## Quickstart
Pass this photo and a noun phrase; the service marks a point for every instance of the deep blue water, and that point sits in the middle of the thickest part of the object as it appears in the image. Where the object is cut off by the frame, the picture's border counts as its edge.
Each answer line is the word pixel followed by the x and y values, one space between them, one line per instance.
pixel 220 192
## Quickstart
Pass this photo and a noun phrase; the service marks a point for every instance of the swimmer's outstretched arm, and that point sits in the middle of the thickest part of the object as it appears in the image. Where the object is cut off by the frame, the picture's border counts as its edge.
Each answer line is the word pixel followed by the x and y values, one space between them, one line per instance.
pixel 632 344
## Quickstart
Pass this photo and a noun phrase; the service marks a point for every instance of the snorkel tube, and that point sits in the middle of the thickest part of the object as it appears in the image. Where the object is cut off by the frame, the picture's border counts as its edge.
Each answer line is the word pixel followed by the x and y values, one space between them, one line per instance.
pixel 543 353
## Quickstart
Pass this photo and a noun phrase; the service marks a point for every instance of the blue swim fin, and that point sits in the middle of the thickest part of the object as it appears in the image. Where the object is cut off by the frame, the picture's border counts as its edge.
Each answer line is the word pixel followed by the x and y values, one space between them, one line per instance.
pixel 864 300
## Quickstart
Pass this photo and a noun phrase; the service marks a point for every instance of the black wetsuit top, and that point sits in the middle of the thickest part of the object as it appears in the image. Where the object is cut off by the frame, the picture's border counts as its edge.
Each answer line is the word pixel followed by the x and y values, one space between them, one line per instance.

◇ ◇ ◇ ◇ ◇ ◇ ◇

REQUEST: Please write out all the items above again, swapping "thickest part" for "widest part" wherever it occurs and keeping every other word the same.

RESPONSE FOR THIS EXERCISE:
## Quickstart
Pass this photo and a noun phrase; the service marks a point for every instance of the deep blue water, and that point sits in the middle of the widest part of the object as it appears in the image. Where the object is cut off by the frame, the picture's border counts as its edge.
Each answer line is the word pixel followed by the x and y values, one space between them, one line per instance.
pixel 220 192
## Quickstart
Pass this photo and a noun phrase; the service marks a point for every instance of the swimmer's outstretched arm, and that point sits in the middle of the widest part of the object as it appears in the image. Where the object is cut off by the frame, the picture's border counts as its edge.
Each answer line is the word pixel followed by the x and y values, one space between them, one line per instance.
pixel 632 344
## Quickstart
Pass this photo and a noun phrase; the service marks a point for every instance of the snorkel tube, and that point sits in the middle of the widest part of the object as it appears in the image. Where the object is cut off by the frame, the picture's border counts as its edge.
Each answer line is the word pixel followed by the x and y values, one space between them, one line per instance.
pixel 543 353
## Quickstart
Pass this photo and a noun phrase; the service marks a point for every instance of the blue swim fin, and that point sits in the middle of the widest part of the object as it appears in the image. Where the object is cut off by the frame, the picture's border counts as its edge.
Each answer line is the word pixel followed by the x and y values, one space between them, one line per instance.
pixel 864 300
## Quickstart
Pass this photo and a noun phrase; the service marks a point for every instance of the black wetsuit top, and that point sits in the middle of the widest part of the object as it appears in the image. Where the object is cut off by the frame, the picture's border counts as its edge.
Each answer line is the word pixel followed by the x and y values, one space between them, one line per instance.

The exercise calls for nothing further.